**Your task**. Reproduce, word for word, the part of the records below that opens with the line containing "Practice. Indicate each instance of the polished" and closes with the line containing "x=111, y=346". Include both of those lines and nothing else.

**Data records**.

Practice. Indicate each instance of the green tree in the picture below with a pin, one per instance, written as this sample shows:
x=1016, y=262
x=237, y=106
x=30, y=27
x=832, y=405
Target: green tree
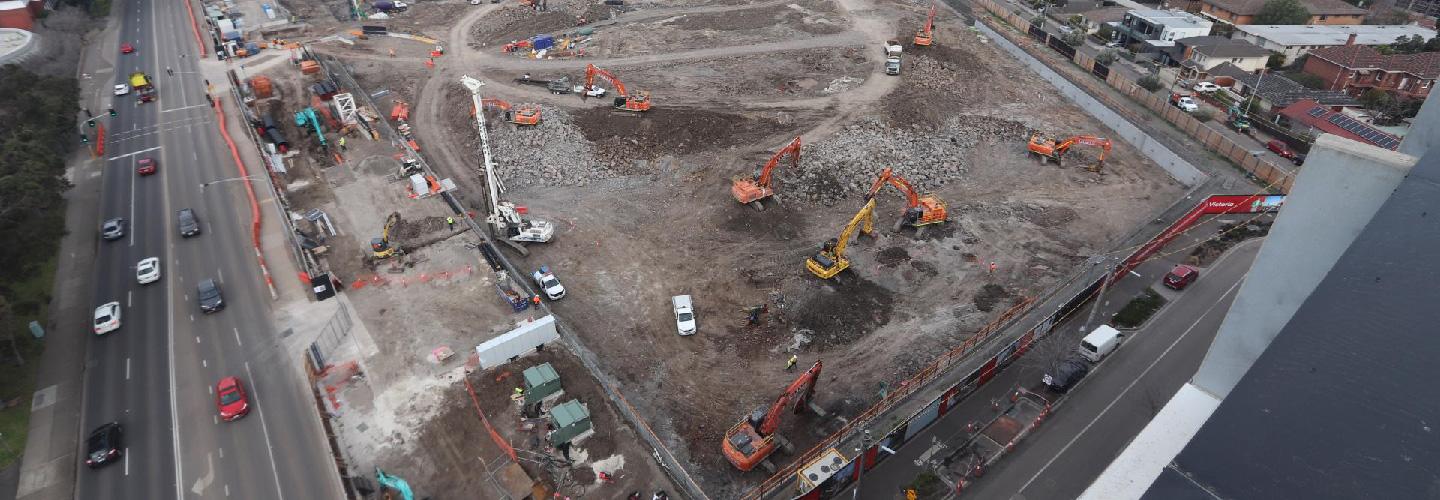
x=1283, y=12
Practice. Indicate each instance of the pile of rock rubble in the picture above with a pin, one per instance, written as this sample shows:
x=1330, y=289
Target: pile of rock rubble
x=843, y=166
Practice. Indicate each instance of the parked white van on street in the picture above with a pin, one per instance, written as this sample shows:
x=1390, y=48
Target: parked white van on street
x=1100, y=343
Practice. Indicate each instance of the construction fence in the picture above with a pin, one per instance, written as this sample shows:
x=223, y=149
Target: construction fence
x=998, y=359
x=1213, y=140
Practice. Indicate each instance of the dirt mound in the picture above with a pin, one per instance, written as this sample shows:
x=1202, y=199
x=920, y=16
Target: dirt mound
x=840, y=313
x=666, y=130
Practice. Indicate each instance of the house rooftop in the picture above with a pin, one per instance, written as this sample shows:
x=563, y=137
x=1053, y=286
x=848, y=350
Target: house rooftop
x=1335, y=35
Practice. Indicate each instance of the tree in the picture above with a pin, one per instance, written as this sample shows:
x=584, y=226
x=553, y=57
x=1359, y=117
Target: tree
x=1283, y=12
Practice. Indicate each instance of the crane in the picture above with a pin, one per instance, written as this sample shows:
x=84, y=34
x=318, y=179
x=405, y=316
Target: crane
x=382, y=247
x=1047, y=149
x=920, y=209
x=622, y=100
x=753, y=190
x=925, y=36
x=831, y=257
x=753, y=440
x=524, y=114
x=504, y=216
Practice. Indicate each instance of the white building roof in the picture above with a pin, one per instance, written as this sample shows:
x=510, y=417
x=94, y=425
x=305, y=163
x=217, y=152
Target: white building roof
x=1174, y=19
x=1302, y=35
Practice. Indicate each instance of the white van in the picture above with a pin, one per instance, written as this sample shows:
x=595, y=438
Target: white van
x=1100, y=343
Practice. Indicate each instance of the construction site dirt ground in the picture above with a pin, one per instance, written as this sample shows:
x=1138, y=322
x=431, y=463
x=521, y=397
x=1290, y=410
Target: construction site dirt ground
x=644, y=211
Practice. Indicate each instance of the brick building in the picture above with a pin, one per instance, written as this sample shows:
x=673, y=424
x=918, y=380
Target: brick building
x=1357, y=68
x=1243, y=12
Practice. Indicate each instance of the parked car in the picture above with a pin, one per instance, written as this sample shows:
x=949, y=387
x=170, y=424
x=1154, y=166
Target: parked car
x=549, y=283
x=1181, y=277
x=1280, y=149
x=684, y=314
x=104, y=445
x=113, y=229
x=209, y=296
x=107, y=319
x=229, y=399
x=189, y=224
x=146, y=166
x=147, y=270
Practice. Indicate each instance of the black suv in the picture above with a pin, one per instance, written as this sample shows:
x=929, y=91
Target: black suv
x=113, y=229
x=210, y=297
x=189, y=224
x=104, y=447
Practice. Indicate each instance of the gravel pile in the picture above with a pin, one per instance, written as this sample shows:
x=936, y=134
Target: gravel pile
x=843, y=166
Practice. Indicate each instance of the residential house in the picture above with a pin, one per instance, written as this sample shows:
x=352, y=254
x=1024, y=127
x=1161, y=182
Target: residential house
x=1357, y=68
x=1298, y=41
x=1243, y=12
x=1276, y=91
x=1198, y=54
x=1158, y=28
x=1321, y=118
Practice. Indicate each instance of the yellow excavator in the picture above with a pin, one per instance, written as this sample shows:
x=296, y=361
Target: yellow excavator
x=831, y=257
x=382, y=247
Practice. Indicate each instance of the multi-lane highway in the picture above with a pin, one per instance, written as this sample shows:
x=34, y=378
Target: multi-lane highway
x=156, y=373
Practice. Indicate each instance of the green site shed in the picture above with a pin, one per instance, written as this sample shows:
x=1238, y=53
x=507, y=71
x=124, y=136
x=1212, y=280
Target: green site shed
x=542, y=381
x=570, y=420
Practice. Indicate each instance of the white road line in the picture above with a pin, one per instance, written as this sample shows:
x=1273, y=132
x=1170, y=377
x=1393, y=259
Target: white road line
x=130, y=154
x=270, y=447
x=1131, y=385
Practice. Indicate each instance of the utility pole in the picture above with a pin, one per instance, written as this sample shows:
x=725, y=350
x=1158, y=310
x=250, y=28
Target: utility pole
x=1105, y=284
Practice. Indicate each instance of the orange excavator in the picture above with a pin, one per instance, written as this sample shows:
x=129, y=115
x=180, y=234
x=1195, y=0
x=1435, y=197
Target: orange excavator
x=920, y=209
x=622, y=100
x=752, y=190
x=753, y=440
x=1049, y=149
x=925, y=36
x=524, y=114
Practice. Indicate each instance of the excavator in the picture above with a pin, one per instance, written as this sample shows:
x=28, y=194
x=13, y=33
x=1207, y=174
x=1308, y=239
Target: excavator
x=383, y=248
x=752, y=190
x=920, y=209
x=753, y=440
x=622, y=100
x=524, y=114
x=1049, y=149
x=925, y=36
x=831, y=257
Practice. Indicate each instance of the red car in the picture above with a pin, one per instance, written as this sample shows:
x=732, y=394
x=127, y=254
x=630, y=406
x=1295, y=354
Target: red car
x=1279, y=149
x=229, y=398
x=146, y=166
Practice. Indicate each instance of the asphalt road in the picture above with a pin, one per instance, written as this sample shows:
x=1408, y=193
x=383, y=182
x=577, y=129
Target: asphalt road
x=156, y=373
x=1102, y=414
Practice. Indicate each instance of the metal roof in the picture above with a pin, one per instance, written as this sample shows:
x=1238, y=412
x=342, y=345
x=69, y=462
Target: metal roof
x=1312, y=35
x=1341, y=404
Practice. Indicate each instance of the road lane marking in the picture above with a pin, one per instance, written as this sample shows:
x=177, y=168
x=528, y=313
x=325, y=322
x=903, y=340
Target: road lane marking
x=1132, y=384
x=130, y=154
x=270, y=447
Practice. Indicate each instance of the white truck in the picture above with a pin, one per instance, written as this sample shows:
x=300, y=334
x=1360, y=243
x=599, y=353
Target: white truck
x=549, y=283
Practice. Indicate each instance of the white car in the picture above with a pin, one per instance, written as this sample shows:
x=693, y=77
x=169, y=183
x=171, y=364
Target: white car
x=684, y=314
x=549, y=283
x=147, y=271
x=107, y=319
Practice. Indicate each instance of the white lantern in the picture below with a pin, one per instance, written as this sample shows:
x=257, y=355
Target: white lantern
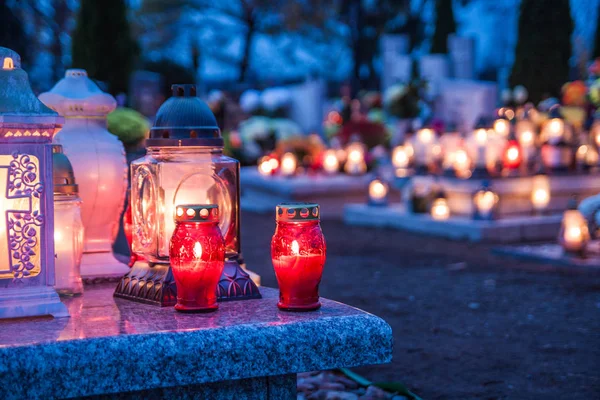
x=98, y=159
x=331, y=164
x=540, y=193
x=439, y=208
x=378, y=193
x=288, y=164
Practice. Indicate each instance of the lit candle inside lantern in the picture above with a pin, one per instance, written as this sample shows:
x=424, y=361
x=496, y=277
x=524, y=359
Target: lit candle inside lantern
x=425, y=147
x=512, y=154
x=265, y=167
x=298, y=254
x=400, y=157
x=355, y=162
x=574, y=233
x=502, y=126
x=540, y=193
x=288, y=164
x=481, y=137
x=485, y=201
x=461, y=163
x=439, y=207
x=378, y=192
x=331, y=164
x=68, y=226
x=555, y=128
x=197, y=253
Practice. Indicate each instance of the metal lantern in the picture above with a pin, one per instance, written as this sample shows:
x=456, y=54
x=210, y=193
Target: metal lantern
x=557, y=150
x=98, y=159
x=485, y=202
x=26, y=198
x=68, y=226
x=574, y=232
x=184, y=164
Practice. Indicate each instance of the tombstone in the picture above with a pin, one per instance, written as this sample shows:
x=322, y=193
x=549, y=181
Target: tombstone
x=434, y=68
x=462, y=56
x=463, y=101
x=397, y=65
x=146, y=92
x=306, y=105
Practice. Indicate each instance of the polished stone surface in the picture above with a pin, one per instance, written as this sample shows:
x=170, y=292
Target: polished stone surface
x=552, y=253
x=506, y=230
x=261, y=194
x=113, y=345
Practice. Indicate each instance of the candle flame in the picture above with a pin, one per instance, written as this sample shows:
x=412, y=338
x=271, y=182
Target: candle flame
x=197, y=250
x=295, y=248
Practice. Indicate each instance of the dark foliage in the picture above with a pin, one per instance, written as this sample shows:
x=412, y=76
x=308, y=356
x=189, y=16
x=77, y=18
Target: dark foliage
x=444, y=26
x=543, y=48
x=102, y=43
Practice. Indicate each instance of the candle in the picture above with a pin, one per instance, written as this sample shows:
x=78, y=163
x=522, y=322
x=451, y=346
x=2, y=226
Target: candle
x=461, y=163
x=331, y=164
x=400, y=157
x=502, y=126
x=540, y=193
x=265, y=167
x=574, y=234
x=439, y=208
x=197, y=254
x=378, y=191
x=288, y=164
x=298, y=255
x=485, y=200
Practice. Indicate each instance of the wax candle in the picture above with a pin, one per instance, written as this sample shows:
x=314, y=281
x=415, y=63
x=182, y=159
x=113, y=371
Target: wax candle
x=298, y=254
x=197, y=254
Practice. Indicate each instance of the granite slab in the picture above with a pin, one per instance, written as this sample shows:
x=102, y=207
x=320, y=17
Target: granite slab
x=261, y=194
x=552, y=253
x=506, y=230
x=514, y=192
x=111, y=346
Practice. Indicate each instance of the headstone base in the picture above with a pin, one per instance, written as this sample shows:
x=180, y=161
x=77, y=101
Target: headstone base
x=507, y=230
x=552, y=253
x=31, y=302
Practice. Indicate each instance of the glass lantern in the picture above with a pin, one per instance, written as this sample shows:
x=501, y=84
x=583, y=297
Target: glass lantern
x=298, y=253
x=485, y=202
x=184, y=164
x=574, y=232
x=557, y=136
x=68, y=226
x=26, y=202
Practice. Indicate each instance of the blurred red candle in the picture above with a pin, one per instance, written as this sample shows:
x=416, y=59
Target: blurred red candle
x=298, y=254
x=197, y=254
x=512, y=154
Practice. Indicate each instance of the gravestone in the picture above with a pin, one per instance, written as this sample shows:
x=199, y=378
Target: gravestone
x=434, y=68
x=306, y=105
x=145, y=91
x=462, y=56
x=112, y=348
x=462, y=102
x=397, y=65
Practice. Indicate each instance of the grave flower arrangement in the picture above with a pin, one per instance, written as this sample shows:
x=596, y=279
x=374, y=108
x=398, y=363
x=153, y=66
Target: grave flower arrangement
x=404, y=100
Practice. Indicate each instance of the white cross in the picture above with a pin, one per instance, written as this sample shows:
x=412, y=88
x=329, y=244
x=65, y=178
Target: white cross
x=8, y=205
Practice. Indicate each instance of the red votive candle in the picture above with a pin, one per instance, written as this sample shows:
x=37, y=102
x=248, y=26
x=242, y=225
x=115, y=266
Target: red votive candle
x=298, y=254
x=197, y=254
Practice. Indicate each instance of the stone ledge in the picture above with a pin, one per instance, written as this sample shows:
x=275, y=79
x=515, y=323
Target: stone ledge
x=507, y=230
x=552, y=253
x=112, y=345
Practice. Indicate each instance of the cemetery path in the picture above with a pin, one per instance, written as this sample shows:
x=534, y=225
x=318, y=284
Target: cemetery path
x=467, y=324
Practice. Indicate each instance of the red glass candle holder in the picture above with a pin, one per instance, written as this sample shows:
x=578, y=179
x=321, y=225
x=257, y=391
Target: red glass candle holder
x=197, y=254
x=298, y=254
x=513, y=155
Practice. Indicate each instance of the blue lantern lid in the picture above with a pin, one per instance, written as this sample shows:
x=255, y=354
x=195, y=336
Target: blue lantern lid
x=22, y=116
x=184, y=120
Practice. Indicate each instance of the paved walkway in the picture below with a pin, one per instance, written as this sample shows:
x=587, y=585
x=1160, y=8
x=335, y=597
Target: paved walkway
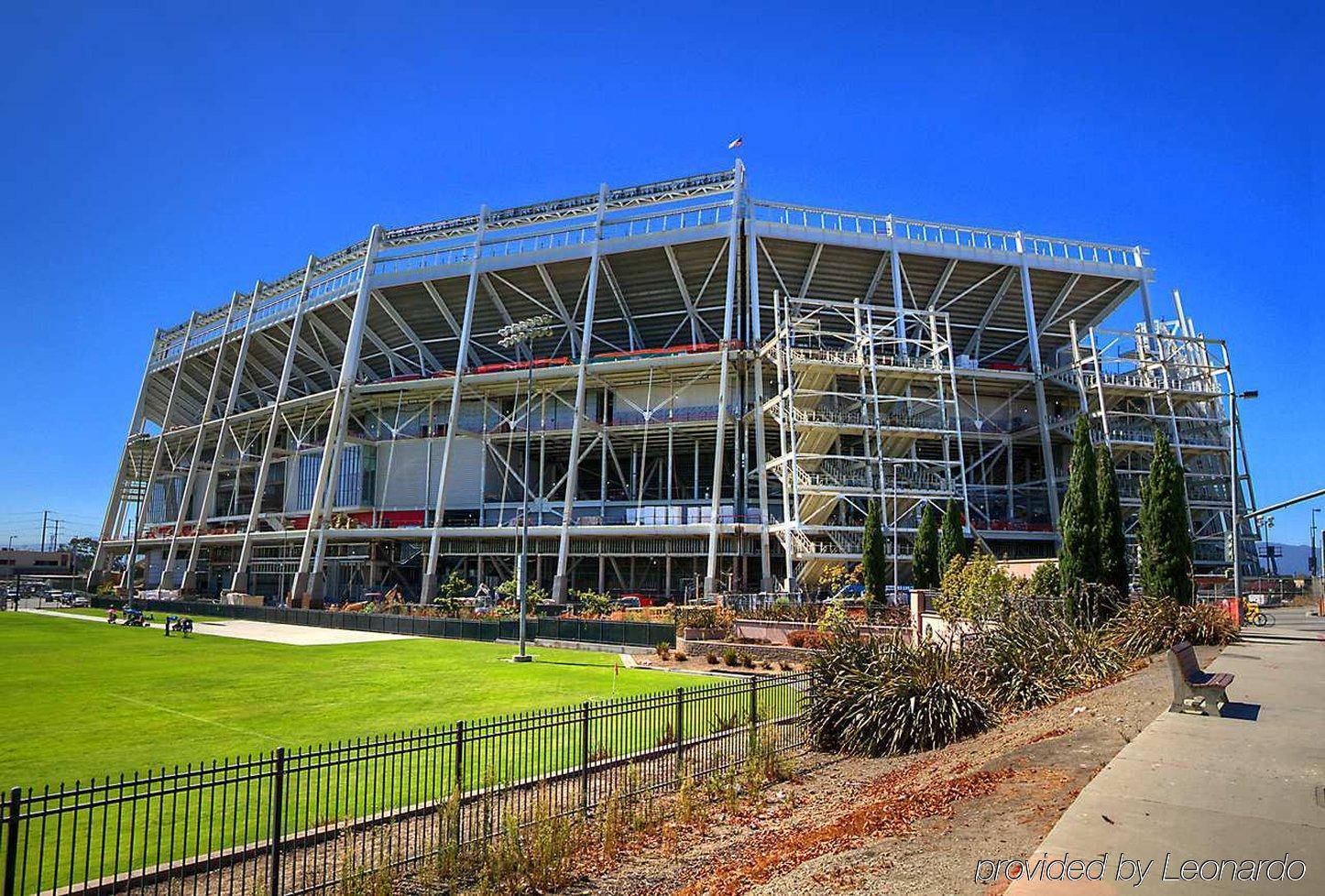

**Solution to this problem**.
Practice. Indicate each instance of the polished stone surface in the picture above with a pin, one per instance, written as this sample shows:
x=170, y=292
Target: polished stone surface
x=552, y=253
x=506, y=230
x=261, y=194
x=113, y=345
Practice. Indicate each instance of the candle flame in the picture above with a pin, one per instance, written as this sample shows:
x=412, y=338
x=271, y=182
Target: candle flame
x=197, y=250
x=295, y=248
Practice. Indicate each instance of the dark foliage in the picture above with a pin, one per instance, written as this sample shows:
x=412, y=76
x=308, y=356
x=189, y=16
x=77, y=18
Target: dark foliage
x=444, y=26
x=543, y=48
x=102, y=43
Practice. Indicate each instance of the candle in the picture above with a pin, one per instance, written as this sample shows:
x=78, y=163
x=522, y=322
x=451, y=346
x=2, y=226
Target: candle
x=461, y=163
x=331, y=164
x=400, y=157
x=502, y=126
x=540, y=193
x=265, y=167
x=574, y=234
x=439, y=208
x=197, y=254
x=378, y=191
x=288, y=164
x=298, y=255
x=485, y=200
Practice. Indicate each instance of the wax candle in the picture above with a pin, one per instance, written as this sample shows:
x=314, y=281
x=415, y=63
x=182, y=159
x=113, y=371
Target: wax candle
x=298, y=254
x=197, y=254
Practice. Indicate each instance of the granite slab in the picture above with a pin, one per instance, written as this sample shows:
x=102, y=207
x=320, y=17
Target: granite slab
x=261, y=194
x=552, y=253
x=506, y=230
x=514, y=192
x=111, y=346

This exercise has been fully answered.